Given problem:
Can you set out every line of the records below as a Markdown table with two columns, Row and Line, numbering the rows and leaving out blank lines?

** BEGIN Record extracts **

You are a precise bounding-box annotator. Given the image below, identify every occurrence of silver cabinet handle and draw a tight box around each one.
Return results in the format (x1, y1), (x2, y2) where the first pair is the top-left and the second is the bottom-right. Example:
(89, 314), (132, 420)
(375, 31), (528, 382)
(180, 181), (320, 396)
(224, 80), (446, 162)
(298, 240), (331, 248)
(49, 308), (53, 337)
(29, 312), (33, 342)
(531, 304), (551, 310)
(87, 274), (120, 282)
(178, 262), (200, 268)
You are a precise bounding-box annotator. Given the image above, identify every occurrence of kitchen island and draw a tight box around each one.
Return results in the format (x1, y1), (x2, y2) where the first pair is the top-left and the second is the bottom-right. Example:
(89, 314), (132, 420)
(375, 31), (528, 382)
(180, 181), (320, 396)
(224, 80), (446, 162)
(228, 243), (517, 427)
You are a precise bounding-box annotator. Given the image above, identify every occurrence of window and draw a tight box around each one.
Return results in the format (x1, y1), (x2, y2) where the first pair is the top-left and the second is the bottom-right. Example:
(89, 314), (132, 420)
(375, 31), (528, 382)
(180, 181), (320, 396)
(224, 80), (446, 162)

** END Record extracts **

Written reply:
| Row | Line |
|---|---|
| 1 | You are a precise bounding-box annotator. Given the image below, identify every occurrence of silver cabinet handle and draw a tight box around each one. |
| 2 | Return results in the format (x1, y1), (x2, y2) where the first pair is the top-left and the second is the bottom-right. Example: |
| 3 | (89, 314), (132, 420) |
| 4 | (375, 31), (528, 382) |
| 5 | (180, 181), (320, 396) |
| 6 | (224, 80), (446, 162) |
| 7 | (298, 240), (331, 248) |
| 8 | (49, 308), (53, 337) |
| 9 | (29, 312), (33, 342) |
| 10 | (531, 304), (551, 310) |
| 11 | (87, 274), (120, 282) |
| 12 | (178, 262), (200, 268) |
| 13 | You are a precise bounding-box annotator. Given the image above, identify every occurrence of kitchen island and draw a tight box around each one. |
| 14 | Return results in the format (x1, y1), (x2, y2) where the first pair is the top-left and the second is the bottom-right. Example: |
| 15 | (89, 314), (132, 420) |
| 16 | (375, 31), (528, 382) |
| 17 | (180, 181), (320, 396) |
| 18 | (224, 80), (446, 162) |
| 19 | (228, 243), (517, 427) |
| 20 | You are a precise bounding-box annotator. Given the image above, identify every occurrence of window and draw a tight box around each one. |
| 21 | Return results in the format (x1, y1), (x2, y2) where the first pair is the top-left and the second is the bottom-right. Example: |
| 22 | (89, 314), (132, 420) |
| 23 | (375, 31), (528, 382) |
| 24 | (180, 181), (320, 396) |
| 25 | (224, 80), (446, 162) |